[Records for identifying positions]
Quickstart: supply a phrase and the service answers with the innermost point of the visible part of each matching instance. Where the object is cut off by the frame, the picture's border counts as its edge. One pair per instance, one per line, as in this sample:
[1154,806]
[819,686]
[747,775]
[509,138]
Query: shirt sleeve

== Stated exercise ==
How many of the lines above contain the string "phrase"? Reply with the number alone.

== Task result ==
1